**Exercise requirements**
Go through the entries below. Copy each line in which "green" appears.

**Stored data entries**
*** Block opens ***

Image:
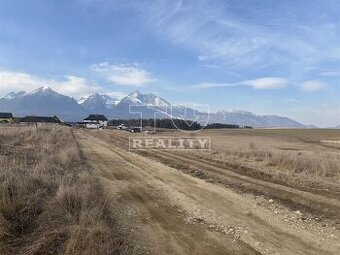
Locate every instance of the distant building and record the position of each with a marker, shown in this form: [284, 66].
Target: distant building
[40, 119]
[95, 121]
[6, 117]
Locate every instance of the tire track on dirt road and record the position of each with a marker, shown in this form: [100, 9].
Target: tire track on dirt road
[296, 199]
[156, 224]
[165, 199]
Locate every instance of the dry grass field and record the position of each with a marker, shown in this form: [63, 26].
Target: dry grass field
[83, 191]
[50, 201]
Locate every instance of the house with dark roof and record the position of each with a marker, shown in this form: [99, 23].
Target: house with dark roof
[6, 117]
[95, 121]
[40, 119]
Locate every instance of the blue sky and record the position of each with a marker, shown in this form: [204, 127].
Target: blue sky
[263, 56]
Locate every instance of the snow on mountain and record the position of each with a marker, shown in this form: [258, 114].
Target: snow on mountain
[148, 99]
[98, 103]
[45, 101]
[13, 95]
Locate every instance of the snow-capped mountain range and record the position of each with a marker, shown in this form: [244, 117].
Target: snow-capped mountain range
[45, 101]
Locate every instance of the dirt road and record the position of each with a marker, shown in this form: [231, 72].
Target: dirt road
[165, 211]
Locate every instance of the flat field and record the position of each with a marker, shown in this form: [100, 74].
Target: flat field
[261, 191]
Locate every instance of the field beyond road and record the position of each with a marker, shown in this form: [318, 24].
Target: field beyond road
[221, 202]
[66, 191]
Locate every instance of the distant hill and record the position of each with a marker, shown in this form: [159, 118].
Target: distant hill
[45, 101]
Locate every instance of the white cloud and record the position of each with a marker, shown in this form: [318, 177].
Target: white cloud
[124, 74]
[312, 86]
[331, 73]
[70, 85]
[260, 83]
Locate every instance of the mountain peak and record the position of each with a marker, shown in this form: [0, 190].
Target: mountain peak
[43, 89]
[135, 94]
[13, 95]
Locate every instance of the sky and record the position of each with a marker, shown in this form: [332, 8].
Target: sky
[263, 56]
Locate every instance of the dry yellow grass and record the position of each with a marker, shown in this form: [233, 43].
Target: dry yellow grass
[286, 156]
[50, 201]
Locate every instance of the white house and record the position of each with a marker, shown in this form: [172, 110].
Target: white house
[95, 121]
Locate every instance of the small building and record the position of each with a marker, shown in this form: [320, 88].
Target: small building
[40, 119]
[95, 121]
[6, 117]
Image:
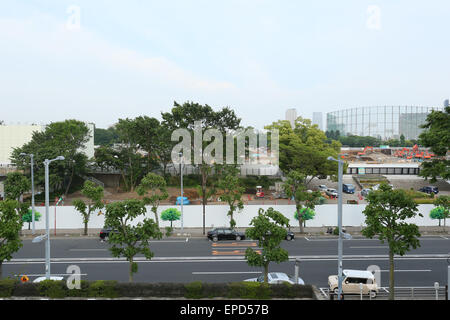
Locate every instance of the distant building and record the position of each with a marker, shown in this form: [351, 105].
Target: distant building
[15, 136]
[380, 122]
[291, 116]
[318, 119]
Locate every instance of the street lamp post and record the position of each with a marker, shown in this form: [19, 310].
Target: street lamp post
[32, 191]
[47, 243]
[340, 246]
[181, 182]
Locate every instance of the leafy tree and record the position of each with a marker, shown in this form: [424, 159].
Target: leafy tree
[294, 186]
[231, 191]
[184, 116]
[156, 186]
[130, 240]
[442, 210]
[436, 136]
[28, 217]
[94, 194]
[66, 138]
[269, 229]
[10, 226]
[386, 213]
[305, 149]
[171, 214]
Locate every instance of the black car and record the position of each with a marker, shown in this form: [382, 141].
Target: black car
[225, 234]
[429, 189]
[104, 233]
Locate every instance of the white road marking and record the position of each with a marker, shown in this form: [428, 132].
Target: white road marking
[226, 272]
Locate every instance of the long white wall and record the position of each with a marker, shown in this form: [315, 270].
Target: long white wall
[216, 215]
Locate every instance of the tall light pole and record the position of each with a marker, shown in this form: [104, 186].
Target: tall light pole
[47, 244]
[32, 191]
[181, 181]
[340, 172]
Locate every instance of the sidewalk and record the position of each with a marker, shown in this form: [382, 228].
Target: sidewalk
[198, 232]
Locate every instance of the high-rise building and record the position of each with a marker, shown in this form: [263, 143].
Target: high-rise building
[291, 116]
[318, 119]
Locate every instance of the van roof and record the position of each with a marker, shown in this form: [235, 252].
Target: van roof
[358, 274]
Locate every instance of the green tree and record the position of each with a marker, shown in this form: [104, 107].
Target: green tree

*** Block closes ***

**Your response**
Locate every instance of the green tree and record the position of each with a marker, shown in this form: [104, 107].
Target: green tree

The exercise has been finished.